● WHAT YOU HAVE TO DO
Would you output the whole listing below, exactly as it reads?

● SOURCE MATERIAL
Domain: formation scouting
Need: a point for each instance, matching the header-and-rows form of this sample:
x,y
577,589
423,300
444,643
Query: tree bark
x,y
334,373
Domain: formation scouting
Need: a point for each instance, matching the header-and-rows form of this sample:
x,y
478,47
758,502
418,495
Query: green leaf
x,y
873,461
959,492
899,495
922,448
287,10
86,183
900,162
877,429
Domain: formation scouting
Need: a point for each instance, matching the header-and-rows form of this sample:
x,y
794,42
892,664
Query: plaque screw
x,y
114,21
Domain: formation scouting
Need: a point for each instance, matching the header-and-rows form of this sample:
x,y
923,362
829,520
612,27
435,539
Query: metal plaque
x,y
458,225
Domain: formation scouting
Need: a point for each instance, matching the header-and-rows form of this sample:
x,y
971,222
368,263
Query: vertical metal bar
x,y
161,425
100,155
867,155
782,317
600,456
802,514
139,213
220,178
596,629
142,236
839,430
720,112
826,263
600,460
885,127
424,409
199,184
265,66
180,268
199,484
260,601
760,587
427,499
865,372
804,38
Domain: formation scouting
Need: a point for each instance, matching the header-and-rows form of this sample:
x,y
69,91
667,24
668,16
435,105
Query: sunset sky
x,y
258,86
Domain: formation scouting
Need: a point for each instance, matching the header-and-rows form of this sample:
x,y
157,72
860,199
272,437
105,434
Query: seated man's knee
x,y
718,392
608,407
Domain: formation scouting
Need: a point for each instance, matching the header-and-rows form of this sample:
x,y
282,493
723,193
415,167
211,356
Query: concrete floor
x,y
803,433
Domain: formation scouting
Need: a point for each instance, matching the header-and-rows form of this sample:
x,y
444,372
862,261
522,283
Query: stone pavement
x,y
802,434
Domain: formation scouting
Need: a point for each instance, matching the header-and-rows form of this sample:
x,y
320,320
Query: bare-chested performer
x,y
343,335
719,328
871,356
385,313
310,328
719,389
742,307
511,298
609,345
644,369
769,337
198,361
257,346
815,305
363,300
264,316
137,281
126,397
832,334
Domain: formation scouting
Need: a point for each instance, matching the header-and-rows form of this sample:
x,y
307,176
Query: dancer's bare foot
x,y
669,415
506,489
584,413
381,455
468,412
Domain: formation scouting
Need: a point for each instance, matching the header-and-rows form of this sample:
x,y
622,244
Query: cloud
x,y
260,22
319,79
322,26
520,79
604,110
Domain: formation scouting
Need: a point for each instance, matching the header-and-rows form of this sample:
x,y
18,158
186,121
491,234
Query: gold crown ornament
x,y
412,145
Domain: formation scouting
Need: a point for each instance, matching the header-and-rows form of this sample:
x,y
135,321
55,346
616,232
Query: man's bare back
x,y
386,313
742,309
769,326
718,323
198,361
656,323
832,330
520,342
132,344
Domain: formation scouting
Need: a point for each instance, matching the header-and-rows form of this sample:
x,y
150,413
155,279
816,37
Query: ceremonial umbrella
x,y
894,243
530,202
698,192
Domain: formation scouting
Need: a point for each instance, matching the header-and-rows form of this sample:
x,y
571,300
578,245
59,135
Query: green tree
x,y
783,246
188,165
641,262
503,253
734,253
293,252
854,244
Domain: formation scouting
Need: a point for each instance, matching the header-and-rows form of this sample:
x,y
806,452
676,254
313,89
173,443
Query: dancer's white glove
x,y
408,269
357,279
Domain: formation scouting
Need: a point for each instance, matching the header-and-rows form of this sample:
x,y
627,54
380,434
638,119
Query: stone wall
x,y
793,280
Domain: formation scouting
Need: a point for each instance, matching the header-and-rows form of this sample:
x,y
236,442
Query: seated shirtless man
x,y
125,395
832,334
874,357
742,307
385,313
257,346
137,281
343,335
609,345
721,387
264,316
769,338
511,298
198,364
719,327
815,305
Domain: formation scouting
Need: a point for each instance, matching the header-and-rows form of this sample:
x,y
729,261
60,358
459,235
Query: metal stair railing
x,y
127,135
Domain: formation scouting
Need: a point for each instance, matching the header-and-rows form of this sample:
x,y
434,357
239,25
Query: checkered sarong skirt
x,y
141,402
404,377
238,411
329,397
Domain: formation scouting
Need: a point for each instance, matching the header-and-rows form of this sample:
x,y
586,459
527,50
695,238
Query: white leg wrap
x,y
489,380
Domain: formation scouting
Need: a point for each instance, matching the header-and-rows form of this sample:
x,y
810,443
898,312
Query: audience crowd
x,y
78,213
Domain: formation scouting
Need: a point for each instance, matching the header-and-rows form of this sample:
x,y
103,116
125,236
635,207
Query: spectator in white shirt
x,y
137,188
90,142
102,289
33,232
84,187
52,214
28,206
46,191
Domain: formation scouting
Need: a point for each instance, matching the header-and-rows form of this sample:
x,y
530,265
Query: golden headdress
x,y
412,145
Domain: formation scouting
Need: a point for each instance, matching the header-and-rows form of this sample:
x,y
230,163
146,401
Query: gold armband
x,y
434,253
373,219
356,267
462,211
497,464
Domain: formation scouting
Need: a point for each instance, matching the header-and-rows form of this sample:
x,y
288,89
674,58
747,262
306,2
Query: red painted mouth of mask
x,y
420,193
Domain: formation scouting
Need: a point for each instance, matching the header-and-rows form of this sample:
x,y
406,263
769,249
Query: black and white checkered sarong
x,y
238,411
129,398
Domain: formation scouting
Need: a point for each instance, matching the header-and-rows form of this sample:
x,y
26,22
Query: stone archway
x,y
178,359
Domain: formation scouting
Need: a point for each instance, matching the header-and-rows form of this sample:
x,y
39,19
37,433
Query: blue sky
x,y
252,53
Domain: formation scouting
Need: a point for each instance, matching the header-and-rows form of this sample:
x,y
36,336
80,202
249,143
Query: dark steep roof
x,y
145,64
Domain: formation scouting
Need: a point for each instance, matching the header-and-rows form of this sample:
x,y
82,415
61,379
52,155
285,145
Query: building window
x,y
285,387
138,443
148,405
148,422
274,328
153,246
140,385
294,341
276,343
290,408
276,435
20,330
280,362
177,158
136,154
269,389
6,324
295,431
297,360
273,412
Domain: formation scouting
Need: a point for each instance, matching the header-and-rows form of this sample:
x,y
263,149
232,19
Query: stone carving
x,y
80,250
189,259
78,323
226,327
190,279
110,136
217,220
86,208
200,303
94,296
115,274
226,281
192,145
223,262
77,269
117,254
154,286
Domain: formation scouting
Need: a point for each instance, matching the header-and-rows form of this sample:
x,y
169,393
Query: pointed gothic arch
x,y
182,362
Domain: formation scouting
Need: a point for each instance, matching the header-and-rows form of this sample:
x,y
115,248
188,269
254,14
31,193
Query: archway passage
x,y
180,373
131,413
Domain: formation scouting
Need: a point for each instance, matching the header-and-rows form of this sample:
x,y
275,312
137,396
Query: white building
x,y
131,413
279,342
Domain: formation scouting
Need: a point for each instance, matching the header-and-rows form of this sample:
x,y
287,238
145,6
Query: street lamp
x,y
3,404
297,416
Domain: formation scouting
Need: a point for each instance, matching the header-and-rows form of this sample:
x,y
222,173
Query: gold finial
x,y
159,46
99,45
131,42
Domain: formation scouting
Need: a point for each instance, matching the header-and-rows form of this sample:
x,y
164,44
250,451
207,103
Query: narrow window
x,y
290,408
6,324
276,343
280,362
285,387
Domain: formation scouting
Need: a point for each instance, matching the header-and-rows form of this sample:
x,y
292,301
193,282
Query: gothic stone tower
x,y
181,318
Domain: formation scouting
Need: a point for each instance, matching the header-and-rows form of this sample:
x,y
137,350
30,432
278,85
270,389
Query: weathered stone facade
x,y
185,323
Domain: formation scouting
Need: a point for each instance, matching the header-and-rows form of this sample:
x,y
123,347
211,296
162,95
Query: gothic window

● COMPLETE RESPONSE
Domain: formation scouting
Need: a point for each instance, matching the header-and-rows form of this sample:
x,y
577,589
423,300
444,643
Query: tree bark
x,y
334,373
Domain: formation scouting
Need: a point for each instance, matching the header-and-rows form of this sample:
x,y
478,47
758,502
418,495
Query: green leaf
x,y
873,461
959,492
899,495
922,448
287,10
86,183
900,162
877,429
Domain: formation scouting
Need: a point for each instance, matching the header-and-rows form of this sample:
x,y
794,42
892,664
Query: plaque screw
x,y
114,21
Domain: formation scouting
Need: a point for each instance, matching the header-and-rows form of this sample:
x,y
923,362
829,520
612,27
435,539
Query: metal plaque
x,y
458,225
Domain: formation scouting
Need: a point for each instance, matching the header-and-rows form of this sample:
x,y
971,222
368,263
Query: vertical metal bar
x,y
161,425
100,155
867,155
782,317
600,456
802,514
139,213
220,178
596,629
142,236
839,430
720,112
826,263
600,460
885,127
424,409
199,184
265,66
180,268
199,484
260,601
760,587
427,499
865,372
804,38
Domain: formation scouting
Need: a point for each instance, matching the header-and-rows form of this sample:
x,y
69,91
667,24
668,16
435,105
Query: sunset sky
x,y
258,86
Domain: formation scouting
Need: a point for each instance, matching the header-and-rows form of this sample:
x,y
157,72
860,199
272,437
105,434
Query: seated man's knee
x,y
718,392
608,407
Domain: formation scouting
Need: a point for each instance, matching the header-and-rows form of this sample:
x,y
282,493
723,193
415,167
211,356
Query: concrete floor
x,y
803,433
Domain: formation scouting
Need: a point for each instance, matching the header-and-rows form of this sample:
x,y
444,372
862,261
522,283
Query: stone pavement
x,y
802,434
Domain: formation scouting
Need: a point for each instance, matching the header-and-rows form of this sample:
x,y
320,320
Query: bare-chested performer
x,y
343,335
719,328
871,356
385,313
310,328
719,389
742,307
511,298
609,345
644,369
769,337
198,361
257,346
815,305
363,300
264,316
137,281
126,397
832,334
Domain: formation scouting
Need: a point for each instance, matching the header-and-rows form of this sample:
x,y
307,176
Query: dancer's bare foot
x,y
669,415
506,489
584,413
381,455
468,412
Domain: formation scouting
Need: a point for each instance, matching the header-and-rows form of this sample:
x,y
622,244
Query: cloud
x,y
260,22
319,79
322,26
520,79
604,110
Domain: formation scouting
Need: a point for each instance, matching the header-and-rows form of this sample:
x,y
18,158
186,121
491,234
Query: gold crown ornament
x,y
412,145
Domain: formation scouting
Need: a point for each instance, matching the header-and-rows form of this sample:
x,y
135,321
55,346
616,232
Query: man's bare back
x,y
386,313
742,309
769,326
718,323
198,361
656,323
832,330
520,342
132,344
Domain: formation scouting
Need: a point for each instance, matching the header-and-rows form of this sample:
x,y
150,413
155,279
816,37
Query: ceremonial umbrella
x,y
894,243
530,202
698,192
Domain: formation scouting
Need: a point for each instance, matching the header-and-rows form of this sample:
x,y
571,300
578,245
59,135
Query: green tree
x,y
783,246
188,165
641,262
503,253
734,253
293,252
854,244
Domain: formation scouting
Need: a point for each instance, matching the header-and-rows form of this sample:
x,y
806,452
676,254
313,89
173,443
Query: dancer's white glove
x,y
408,269
357,279
Domain: formation scouting
Need: a point for each instance, matching the header-and-rows form of this sample:
x,y
627,54
380,434
638,119
Query: stone wall
x,y
793,280
Domain: formation scouting
Need: a point for each instance, matching the header-and-rows form of this sample:
x,y
236,442
Query: seated shirtless man
x,y
125,395
832,334
874,357
742,307
385,313
257,346
137,281
343,335
609,345
721,387
264,316
769,338
511,298
198,364
719,327
815,305
Domain: formation scouting
Need: a point for each instance, matching the header-and-rows form of this sample:
x,y
729,261
60,358
459,235
Query: metal stair railing
x,y
127,135
Domain: formation scouting
Need: a point for each instance, matching the header-and-rows form of this sample:
x,y
434,357
239,25
Query: checkered sarong skirt
x,y
141,402
404,377
238,411
329,397
Domain: formation scouting
Need: a point for each instance, matching the header-and-rows form of this sample:
x,y
586,459
527,50
695,238
Query: white leg wrap
x,y
489,380
Domain: formation scouting
Need: a point for each instance, matching the header-and-rows form of this sample:
x,y
810,443
898,312
Query: audience crowd
x,y
78,213
Domain: formation scouting
Need: a point for each instance, matching the header-and-rows form of this sample:
x,y
103,116
125,236
635,207
Query: spectator in white shirt
x,y
137,188
90,142
102,289
33,232
84,187
52,214
28,206
46,191
Domain: formation scouting
Need: a point for each instance, matching the header-and-rows form of this sample:
x,y
530,265
Query: golden headdress
x,y
412,145
Domain: formation scouting
Need: a point for each instance, matching the header-and-rows form of this sample:
x,y
230,163
146,401
Query: gold armband
x,y
434,253
373,219
356,267
462,211
497,464
Domain: formation scouting
Need: a point for each instance, matching the header-and-rows form of this sample:
x,y
288,89
674,58
747,262
306,2
Query: red painted mouth of mask
x,y
420,193
Domain: formation scouting
Need: a point for each instance, matching the header-and-rows form of this sample:
x,y
406,263
769,249
Query: black and white checkered sarong
x,y
238,411
129,398
Domain: formation scouting
Need: a point for each instance, matching the header-and-rows form of this sample:
x,y
26,22
Query: stone archway
x,y
178,359
Domain: formation scouting
Need: a point for each instance, matching the header-and-rows form of this sample:
x,y
39,19
37,433
Query: blue sky
x,y
252,53
Domain: formation scouting
Need: a point for each instance, matching the header-and-rows form of this sample:
x,y
36,336
80,202
249,143
Query: dark steep roof
x,y
145,64
Domain: formation scouting
Need: a point for each instance, matching the header-and-rows form of this sample:
x,y
82,415
61,379
52,155
285,145
Query: building window
x,y
285,387
138,443
148,405
148,422
274,328
153,246
140,385
294,341
276,343
290,408
276,435
20,330
280,362
177,158
136,154
269,389
6,324
295,431
297,360
273,412
Domain: formation scouting
Need: a point for each instance, matching the header-and-rows form of this sample:
x,y
263,149
232,19
Query: stone carving
x,y
80,250
189,259
78,323
226,327
190,279
110,136
217,220
86,208
200,303
94,296
115,274
226,281
192,145
223,262
77,269
117,254
154,286
Domain: formation scouting
Need: a point for each instance, matching the header-and-rows form of this sample:
x,y
169,393
Query: pointed gothic arch
x,y
182,362
Domain: formation scouting
Need: a point for each instance, matching the header-and-rows form of this sample:
x,y
115,248
188,269
254,14
31,193
Query: archway passage
x,y
180,373
131,413
Domain: formation scouting
Need: a point for each instance, matching the header-and-rows form of this sample:
x,y
275,312
137,396
Query: white building
x,y
131,413
279,342
Domain: formation scouting
Need: a point for each instance, matching the header-and-rows form of this sample:
x,y
287,238
145,6
Query: street lamp
x,y
3,404
297,416
Domain: formation scouting
Need: a point for each instance, matching the header-and-rows form of this sample:
x,y
222,173
Query: gold finial
x,y
159,46
99,45
131,42
Domain: formation scouting
Need: a point for each instance, matching the header-and-rows form of this sample:
x,y
164,44
250,451
207,103
Query: narrow window
x,y
290,408
6,324
276,343
280,362
285,387
Domain: formation scouting
Need: a point for each instance, matching the header-and-rows form of this sample:
x,y
292,301
193,282
Query: gothic stone tower
x,y
181,318
Domain: formation scouting
Need: a point for each instance, matching the header-and-rows form of this sample:
x,y
137,350
30,432
278,85
270,389
Query: weathered stone facade
x,y
185,323
Domain: formation scouting
Need: a point for each instance, matching the header-and-rows form of this sample:
x,y
123,347
211,296
162,95
Query: gothic window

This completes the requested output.